## [Document segment]
* Begin *

Native Americans, in contrast, were organized into coherent
societies that concededly owed no allegiance to the federal government
or to any state. Oppression of individual Native Americans by
state law clearly could not operate within the tribal lands. As
long as the federal government protected Native American sovereignty
over the territory that they inhabited, these societies were immune
from disintegration or control by the white society. The direction
America's Native American policy took, therefore, was to banish
the entire expendable suspect population whose social and political
order could not be tolerated within the American Manifest Destiny.
... Despite the earlier American articulation of the right
of revolution, the prevailing American view no longer justified
recourse to political crime or rebellion, since government was
considered subject to the will of the people and the ballot box
was to be the tool for curbing oppression. This note strikes flat,
however, when one observes that vast numbers of people were not
only disenfranchised but also held in isolation and bondage. Blacks
and Native Americans (not to mention women) were totally excluded
from the electoral process, and the working class, likewise, largely
was denied political and economic power.
It is difficult to see how, for those on the outside, major
reforms could be expected through the conventional political process.
Perceived injustice, therefore, was countered through various
acts of criminality and violence. Correspondingly, government
and its allies utilized the criminal and martial law to suppress
and punish those who resisted their assigned roles and conditions.
... For the most part the federal law supported the political
interests of the Southern states, thereby facilitating the survival
of slavery... Federal failure to prevent the incursions of white
settlers into Native American territories placed the Native Americans
under continuing duress, which culminated in the Trail of Tears.
p116
The Motives of the "late insurrection" (1831) (Nat Turner
Rebellion)
Violence by masters against slaves was a common occurrence
in America. Slave revolts and reprisals were relatively infrequent
and were usually harshly suppressed. In 1712 when some blacks
and Native Americans planned to revolt in New York City and attacked
their masters, the governor sent out troops to end the uprising.
After trial, eighteen slaves were put to death, some by hanging
and others by torture and fire.

* End *

## [Exercise tasks]
**A)** According to the excerpt, what did the governor do when some blacks and Native Americans attacked their masters in New York City in 1712?
**B)** List every group that the excerpt says was excluded from the electoral process or denied political and economic power.
**C)** Based on the excerpt, answer yes or no to each statement and quote the words that decide it. (i) Slave revolts in America were relatively frequent. (ii) After trial, eighteen slaves were put to death. (iii) Federal law mostly supported the political interests of the Southern states.

## [Information shown]

* Begin *

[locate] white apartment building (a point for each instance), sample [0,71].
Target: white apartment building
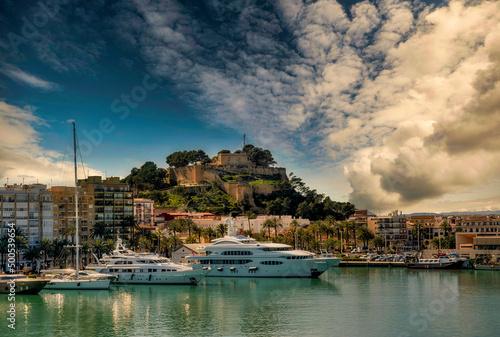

* End *

## [Complete answers]
**A)** He sent out troops to end the uprising.

**B)** Blacks, Native Americans, women, and the working class.

**C)**
(i) No: "Slave revolts and reprisals were relatively infrequent"
(ii) Yes: "After trial, eighteen slaves were put to death"
(iii) Yes: "For the most part the federal law supported the political interests of the Southern states"